» **Task to complete**
Lift out each line of the data that holds "prompts".

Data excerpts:
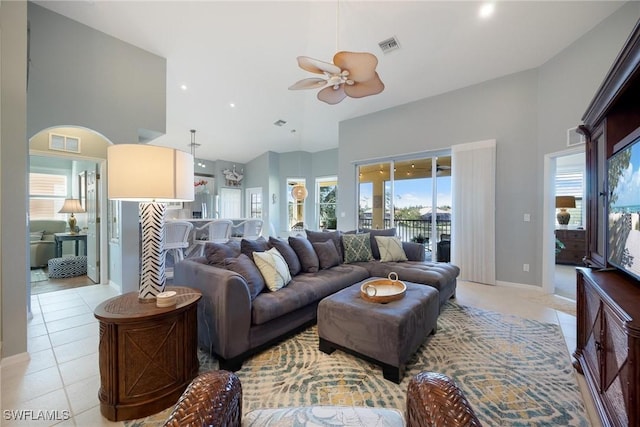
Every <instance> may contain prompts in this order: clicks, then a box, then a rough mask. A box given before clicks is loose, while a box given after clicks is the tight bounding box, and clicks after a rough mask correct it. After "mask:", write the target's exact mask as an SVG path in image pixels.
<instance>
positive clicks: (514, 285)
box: [496, 280, 543, 292]
mask: <svg viewBox="0 0 640 427" xmlns="http://www.w3.org/2000/svg"><path fill="white" fill-rule="evenodd" d="M496 285H498V286H506V287H509V288H519V289H531V290H538V291H540V292H543V289H542V286H540V285H527V284H525V283H515V282H503V281H501V280H498V281H496Z"/></svg>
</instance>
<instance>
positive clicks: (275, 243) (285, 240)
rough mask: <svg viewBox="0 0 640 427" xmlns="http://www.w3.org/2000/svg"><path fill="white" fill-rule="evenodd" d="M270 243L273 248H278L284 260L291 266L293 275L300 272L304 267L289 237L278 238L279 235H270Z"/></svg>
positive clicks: (299, 272)
mask: <svg viewBox="0 0 640 427" xmlns="http://www.w3.org/2000/svg"><path fill="white" fill-rule="evenodd" d="M269 245H271V247H272V248H276V249H277V250H278V252H280V254H281V255H282V256H283V257H284V260H285V261H286V262H287V265H288V266H289V272H290V273H291V277H293V276H295V275H296V274H298V273H300V270H301V269H302V266H301V265H300V260H299V259H298V255H296V251H294V250H293V248H292V247H291V245H290V244H289V241H288V240H287V239H278V238H277V237H273V236H269Z"/></svg>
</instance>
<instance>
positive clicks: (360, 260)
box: [342, 233, 373, 264]
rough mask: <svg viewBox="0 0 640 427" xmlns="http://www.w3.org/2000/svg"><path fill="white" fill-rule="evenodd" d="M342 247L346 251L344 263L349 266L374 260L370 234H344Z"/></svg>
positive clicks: (342, 239)
mask: <svg viewBox="0 0 640 427" xmlns="http://www.w3.org/2000/svg"><path fill="white" fill-rule="evenodd" d="M342 246H343V249H344V262H345V263H347V264H349V263H352V262H362V261H371V260H373V254H372V253H371V240H370V236H369V233H363V234H343V235H342Z"/></svg>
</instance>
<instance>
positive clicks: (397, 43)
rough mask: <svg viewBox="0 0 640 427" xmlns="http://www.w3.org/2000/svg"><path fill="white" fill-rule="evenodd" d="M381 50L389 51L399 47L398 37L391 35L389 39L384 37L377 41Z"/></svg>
mask: <svg viewBox="0 0 640 427" xmlns="http://www.w3.org/2000/svg"><path fill="white" fill-rule="evenodd" d="M378 46H380V49H382V52H384V53H389V52H391V51H392V50H396V49H400V44H399V43H398V39H396V38H395V36H394V37H391V38H390V39H386V40H383V41H381V42H380V43H378Z"/></svg>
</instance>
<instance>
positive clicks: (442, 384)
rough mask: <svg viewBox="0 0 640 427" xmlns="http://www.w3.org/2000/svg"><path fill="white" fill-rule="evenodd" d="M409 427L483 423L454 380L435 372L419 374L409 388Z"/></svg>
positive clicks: (408, 392)
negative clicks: (480, 419)
mask: <svg viewBox="0 0 640 427" xmlns="http://www.w3.org/2000/svg"><path fill="white" fill-rule="evenodd" d="M407 425H408V426H409V427H429V426H434V427H438V426H449V427H458V426H459V427H462V426H465V427H466V426H469V427H479V426H481V425H482V424H480V421H479V420H478V418H477V417H476V414H475V412H474V411H473V408H472V407H471V405H470V404H469V401H468V400H467V398H466V397H465V396H464V394H463V393H462V390H460V388H458V386H457V385H456V383H455V382H454V381H453V380H452V379H451V378H449V377H447V376H446V375H443V374H439V373H435V372H420V373H419V374H418V375H416V376H414V377H413V378H412V379H411V380H410V381H409V386H408V387H407Z"/></svg>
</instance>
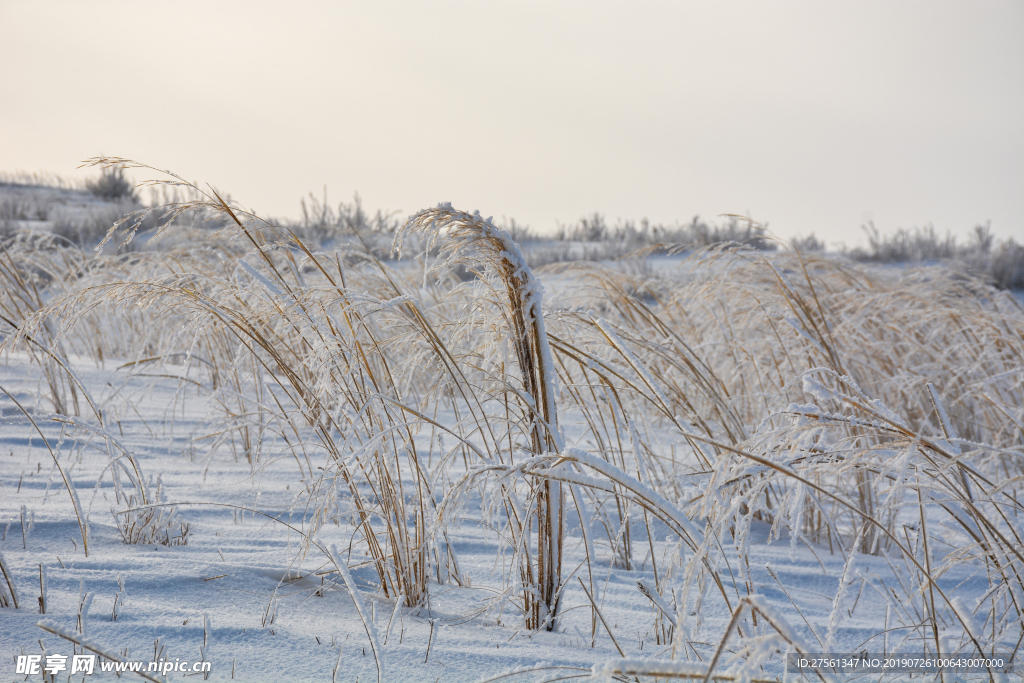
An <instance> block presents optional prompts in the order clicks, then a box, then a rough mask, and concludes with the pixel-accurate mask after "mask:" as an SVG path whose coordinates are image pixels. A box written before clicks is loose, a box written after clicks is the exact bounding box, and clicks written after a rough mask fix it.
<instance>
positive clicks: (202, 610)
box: [0, 198, 1024, 683]
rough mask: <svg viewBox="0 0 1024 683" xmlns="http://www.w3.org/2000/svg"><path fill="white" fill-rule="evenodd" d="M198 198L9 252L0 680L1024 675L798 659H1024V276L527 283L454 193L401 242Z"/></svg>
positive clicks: (822, 271)
mask: <svg viewBox="0 0 1024 683" xmlns="http://www.w3.org/2000/svg"><path fill="white" fill-rule="evenodd" d="M200 201H201V202H202V201H206V204H202V203H200V204H195V203H194V204H191V205H189V206H187V207H182V208H183V209H186V210H187V211H188V212H191V214H182V215H191V216H193V217H194V218H195V215H196V214H203V213H204V212H205V213H206V214H209V215H215V216H217V217H218V218H219V219H221V220H222V221H223V222H222V223H221V224H222V225H223V227H222V228H221V229H220V230H219V231H214V230H213V229H207V228H202V227H188V226H182V225H172V226H170V227H169V228H167V229H166V231H165V232H164V233H163V234H160V236H157V234H151V236H148V238H150V243H151V244H152V245H157V246H158V247H159V248H155V249H152V250H144V251H130V252H128V253H125V252H124V251H122V252H114V251H113V250H108V252H106V253H104V254H103V255H100V256H96V255H94V254H93V253H92V252H91V251H90V252H86V251H82V250H81V249H79V248H78V247H73V246H68V245H67V244H66V243H62V242H54V241H52V240H49V239H48V238H45V237H39V236H38V234H37V236H36V237H34V238H33V237H26V234H27V233H23V234H22V236H20V237H13V238H9V239H7V240H6V241H5V242H4V250H3V252H2V254H0V314H2V315H3V317H2V318H0V334H2V335H3V336H2V346H0V411H2V412H0V529H2V530H0V533H2V538H0V553H2V559H3V567H4V571H3V573H4V575H3V577H2V578H0V589H2V590H0V596H2V597H3V601H4V603H6V606H4V607H0V680H4V681H23V680H50V679H49V678H45V676H48V674H45V673H37V674H26V673H18V672H17V671H16V668H17V667H18V666H19V665H18V663H19V661H20V663H22V665H20V666H23V667H25V668H27V667H29V666H30V664H31V663H32V661H38V663H39V665H38V666H39V667H40V668H42V667H45V666H46V665H47V663H48V661H50V663H58V661H60V659H59V658H52V659H47V656H48V655H68V656H67V663H66V664H67V669H66V670H59V671H57V672H56V673H55V675H54V677H53V679H52V680H56V681H65V680H74V681H79V680H83V681H89V680H111V679H114V678H115V674H114V673H103V672H101V671H100V668H101V666H102V665H104V664H105V666H108V667H110V666H111V663H112V661H114V660H115V659H120V660H123V661H126V663H129V664H130V663H133V661H141V663H143V669H144V668H145V667H146V666H147V665H148V663H150V661H153V660H157V661H159V663H161V666H163V664H164V663H170V664H171V666H175V665H176V666H175V668H174V670H172V671H169V672H168V673H167V675H166V680H174V679H178V678H182V677H188V678H190V679H191V680H196V678H195V677H196V676H199V677H200V678H201V679H204V680H205V679H207V678H209V680H231V679H236V680H242V681H346V682H353V681H364V682H368V681H434V682H437V681H445V682H449V683H455V682H462V681H467V682H470V681H497V680H500V681H560V680H617V681H633V680H636V681H644V682H646V681H654V680H660V681H665V680H691V679H692V680H705V679H706V677H707V676H708V675H709V670H711V671H710V674H711V677H712V679H713V680H794V681H796V680H871V681H877V680H907V679H910V678H913V679H914V680H942V678H943V676H944V680H956V679H957V678H961V679H978V680H989V679H991V680H1021V679H1022V674H1024V665H1021V666H1018V668H1017V672H1018V673H1013V674H1010V675H1005V674H1002V673H999V672H996V671H983V670H982V671H974V672H965V671H958V672H956V673H950V672H947V673H946V674H943V675H940V674H935V673H910V672H906V671H904V672H889V673H861V674H845V675H837V674H835V673H834V672H831V671H829V670H828V668H827V667H823V668H821V669H819V670H816V671H811V670H808V671H806V672H805V673H802V674H801V673H798V672H795V671H794V670H793V668H792V667H787V665H786V655H787V654H791V653H793V654H796V655H801V656H805V657H811V658H813V655H814V654H815V653H854V652H869V653H881V654H885V655H892V654H894V653H898V654H906V655H912V656H914V657H936V656H939V657H946V658H948V657H990V658H1001V659H1002V660H1006V661H1009V660H1011V659H1012V658H1013V657H1014V655H1019V653H1020V649H1021V640H1022V637H1024V630H1022V618H1024V616H1022V615H1024V588H1022V586H1024V574H1022V571H1024V544H1022V539H1024V516H1022V515H1024V504H1022V503H1021V498H1020V497H1021V495H1022V493H1024V492H1022V490H1021V488H1022V483H1024V479H1022V475H1024V308H1022V306H1021V302H1020V300H1018V299H1016V298H1015V297H1014V295H1013V294H1012V293H1007V292H1000V291H997V290H995V289H992V288H990V287H988V286H986V285H984V284H982V283H981V282H979V281H975V280H972V279H970V278H968V276H966V275H964V274H961V273H957V272H955V271H952V270H948V269H944V268H942V267H939V266H934V267H927V268H905V269H897V268H885V269H872V268H869V267H866V266H861V265H856V264H852V263H850V262H847V261H843V260H840V259H836V258H833V257H828V256H824V255H816V256H805V257H803V258H802V257H800V256H798V255H796V254H794V253H792V252H785V253H776V254H762V253H758V252H755V251H752V250H748V249H744V248H739V247H738V246H735V245H733V246H728V245H727V246H720V247H713V248H709V249H702V250H698V251H696V252H693V251H689V252H687V253H686V254H685V255H684V256H679V257H671V258H669V257H652V258H650V259H648V260H646V261H645V260H643V259H640V260H639V261H637V260H635V259H634V260H632V261H629V262H628V263H568V264H552V265H548V266H545V267H543V268H540V269H537V270H534V271H530V270H529V268H527V267H526V266H525V263H523V262H522V259H521V253H519V252H518V248H517V247H516V245H515V244H514V243H513V242H512V241H511V239H509V237H508V236H507V234H506V233H504V232H503V231H502V230H500V229H498V228H496V227H495V226H494V225H492V224H490V223H488V222H487V221H485V220H482V219H480V218H479V217H478V216H474V215H469V214H461V213H459V212H456V211H454V210H452V209H450V208H446V207H439V208H438V209H435V210H431V211H429V212H424V213H423V214H420V215H418V216H417V217H414V219H412V220H411V221H410V224H409V225H408V228H407V229H408V231H409V234H408V236H406V237H407V238H408V239H407V244H413V245H414V246H418V247H420V248H424V249H425V248H427V247H432V251H430V252H429V256H428V257H426V258H424V257H423V256H422V255H421V256H416V257H415V258H414V256H415V254H409V255H407V256H409V258H408V259H407V260H404V261H380V260H378V259H376V258H374V257H373V256H372V255H370V254H368V253H367V252H365V251H364V252H361V253H360V252H359V250H358V249H355V248H354V247H351V246H350V245H346V246H344V248H343V249H339V248H338V247H337V245H336V246H335V247H334V249H332V248H331V246H330V245H327V246H324V245H318V246H316V247H311V246H308V245H306V244H305V243H303V242H302V240H301V239H300V238H299V237H297V236H295V234H294V233H292V234H289V233H287V232H284V231H282V230H276V229H274V228H272V227H271V226H269V225H266V224H264V223H261V222H260V221H258V220H255V219H253V218H252V217H247V216H245V215H244V214H234V213H228V211H227V208H226V206H222V205H220V204H219V202H218V201H217V200H216V199H215V198H206V200H200ZM236 218H237V219H238V220H237V221H236ZM431 241H432V242H431ZM438 250H439V251H438ZM638 264H639V265H638ZM431 265H441V266H445V267H439V268H438V269H434V270H431V269H430V266H431ZM447 266H452V267H454V266H459V269H458V272H461V273H463V274H460V276H459V278H454V276H452V275H451V274H449V270H447V269H446V267H447ZM467 270H469V271H476V272H477V273H478V276H476V278H473V276H467V275H466V274H464V273H465V272H466V271H467ZM542 297H543V298H542ZM15 601H16V608H15V605H14V603H15ZM44 610H45V614H43V613H41V612H42V611H44ZM41 624H42V626H40V625H41ZM43 626H44V627H46V628H43ZM97 651H99V652H102V653H103V656H98V657H97V658H96V659H95V670H94V673H93V674H91V675H87V674H84V673H82V672H76V673H75V674H74V675H72V674H71V671H72V660H73V659H72V657H73V655H74V654H90V653H95V652H97ZM36 655H41V656H36ZM33 656H36V658H35V659H31V658H30V657H33ZM196 663H201V664H200V669H202V663H209V667H208V672H207V673H193V672H191V670H190V669H189V670H188V671H182V670H181V668H182V666H185V667H188V668H190V667H191V666H193V665H194V664H196ZM950 671H951V670H950ZM146 675H147V676H150V677H151V680H164V678H162V677H161V676H160V675H158V674H154V673H148V674H146ZM123 676H127V677H128V678H136V676H135V675H134V674H123Z"/></svg>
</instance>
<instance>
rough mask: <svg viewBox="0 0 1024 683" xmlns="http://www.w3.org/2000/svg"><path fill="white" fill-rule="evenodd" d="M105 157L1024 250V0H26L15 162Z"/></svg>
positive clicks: (504, 206) (14, 28)
mask: <svg viewBox="0 0 1024 683" xmlns="http://www.w3.org/2000/svg"><path fill="white" fill-rule="evenodd" d="M100 154H105V155H112V156H120V157H126V158H130V159H134V160H137V161H141V162H144V163H147V164H151V165H153V166H156V167H158V168H167V169H171V170H173V171H175V172H176V173H178V174H179V175H182V176H185V177H187V178H189V179H196V180H200V181H202V182H209V183H211V184H213V185H214V186H216V187H218V188H220V189H222V190H225V191H227V193H229V194H230V195H231V196H232V197H233V198H234V199H236V201H238V202H239V203H241V204H242V205H244V206H246V207H248V208H252V209H254V210H256V211H257V212H258V213H260V214H261V215H265V216H289V217H297V216H298V215H299V200H300V199H301V198H302V197H304V196H305V195H306V194H307V193H309V191H314V193H316V194H317V195H321V194H322V193H323V187H324V185H327V189H328V196H329V199H330V200H331V201H332V203H333V202H336V201H338V200H350V199H351V197H352V195H353V193H356V191H357V193H359V195H360V196H361V198H362V201H364V206H365V207H366V208H368V209H371V210H376V209H387V210H395V211H398V212H400V215H401V216H406V215H408V214H410V213H413V212H415V211H417V210H419V209H422V208H426V207H429V206H433V205H436V204H437V203H438V202H452V203H453V204H454V205H455V206H456V207H457V208H460V209H466V210H469V211H472V210H476V209H478V210H479V211H480V212H481V213H482V214H484V215H493V216H495V217H496V218H497V219H501V218H502V217H503V216H504V217H514V218H515V219H516V220H517V221H518V222H520V223H527V224H529V225H530V226H531V227H532V228H534V229H535V230H537V231H546V230H551V229H553V228H554V227H555V226H556V225H557V224H558V223H559V222H561V223H570V222H573V221H575V220H577V219H579V218H580V217H581V216H583V215H585V214H591V213H593V212H595V211H596V212H600V213H602V214H604V216H605V218H606V219H607V220H608V221H609V222H610V223H614V222H615V220H616V219H618V218H623V219H639V218H641V217H644V216H646V217H647V218H649V219H651V220H653V221H662V222H672V221H674V220H676V219H678V220H684V221H685V220H689V218H690V217H692V216H693V215H695V214H700V215H701V216H705V217H715V216H717V215H718V214H723V213H739V214H748V215H750V216H752V217H753V218H755V219H756V220H759V221H762V222H767V223H769V225H770V227H771V228H772V229H773V230H774V231H775V232H776V233H778V234H780V236H782V237H792V236H795V234H806V233H809V232H811V231H813V232H815V233H816V234H817V236H818V237H819V238H822V239H825V240H826V241H828V242H829V243H835V242H845V243H846V244H848V245H853V244H859V243H861V240H862V238H861V230H860V225H861V224H862V223H864V222H865V221H867V220H873V221H874V223H876V225H877V226H878V227H880V228H881V229H883V230H889V229H894V228H896V227H899V226H903V227H911V226H916V225H925V224H927V223H932V224H934V225H935V226H936V228H938V229H939V230H940V231H943V232H944V231H945V230H947V229H948V230H952V231H953V232H954V233H957V234H959V236H965V234H966V233H967V232H968V230H970V229H971V227H972V226H973V225H975V224H976V223H979V222H984V221H987V220H990V221H991V224H992V229H993V231H994V232H995V233H996V234H997V236H999V237H1011V236H1012V237H1015V238H1016V239H1017V240H1018V241H1021V240H1024V0H1014V1H1001V2H997V1H987V0H971V1H963V2H948V1H943V0H927V1H903V0H885V1H878V2H877V1H872V0H855V1H849V2H826V1H817V2H809V1H801V2H770V1H767V0H761V1H756V2H753V1H745V2H743V1H735V2H732V1H730V2H710V1H703V2H692V1H690V2H599V1H588V2H558V1H555V2H498V1H489V0H487V1H478V2H443V3H442V2H429V1H426V0H423V1H418V2H409V1H407V2H373V3H371V2H361V3H343V2H297V1H293V2H287V3H286V2H260V1H254V0H248V1H246V2H209V1H206V2H183V1H181V0H175V1H174V2H151V1H146V0H131V1H127V2H96V1H92V2H78V1H74V2H50V1H44V0H25V1H20V0H0V170H4V171H30V172H31V171H49V172H54V173H58V174H61V175H67V176H75V175H76V174H82V173H85V172H84V171H76V170H75V168H76V167H77V166H78V164H79V162H80V161H81V160H84V159H86V158H89V157H94V156H97V155H100ZM134 177H135V179H136V180H142V179H145V178H147V177H151V176H150V175H144V174H142V173H138V172H136V174H135V176H134Z"/></svg>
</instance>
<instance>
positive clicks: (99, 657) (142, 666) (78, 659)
mask: <svg viewBox="0 0 1024 683" xmlns="http://www.w3.org/2000/svg"><path fill="white" fill-rule="evenodd" d="M97 658H98V659H99V665H98V667H97V665H96V659H97ZM97 669H98V670H99V671H100V672H103V673H114V674H127V673H135V674H137V673H139V672H143V671H144V672H145V673H147V674H160V675H161V676H166V675H167V674H170V673H174V672H185V673H190V674H208V673H210V663H209V661H181V660H180V659H175V660H173V661H171V660H169V659H159V660H157V661H140V660H135V661H130V660H129V661H112V660H111V659H106V658H102V657H97V656H96V655H95V654H72V655H70V656H69V655H67V654H46V655H43V654H19V655H17V657H16V660H15V665H14V673H15V674H22V675H25V676H35V675H38V674H40V673H45V674H49V675H50V676H56V675H58V674H65V675H69V676H70V675H73V674H82V675H84V676H92V674H94V673H95V672H96V670H97Z"/></svg>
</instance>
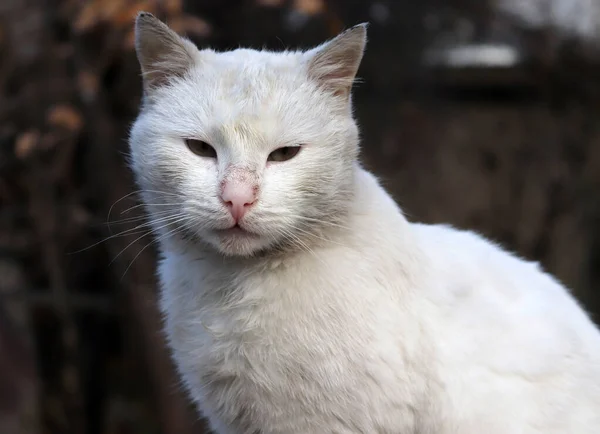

» **Reply to the exercise**
Every <instance> may contain prompts in this order: clicks, then a box, then a rough mask. A box given before clicks is loose, while a box given after clicks is the tight bounding box, and clicks after a rough mask correct it. After "mask:", write the target's exact mask as an SVG path in image pixels.
An <instance> block presents optional prompts in the order clicks, then a box, then a rough mask, and concludes with the pixel-accurate mask after "mask:" as an SVG path whose coordinates are image pixels. A box written before clicks is loose, a box written after clicks is the exact bounding box, and clicks written after a rough mask fix it.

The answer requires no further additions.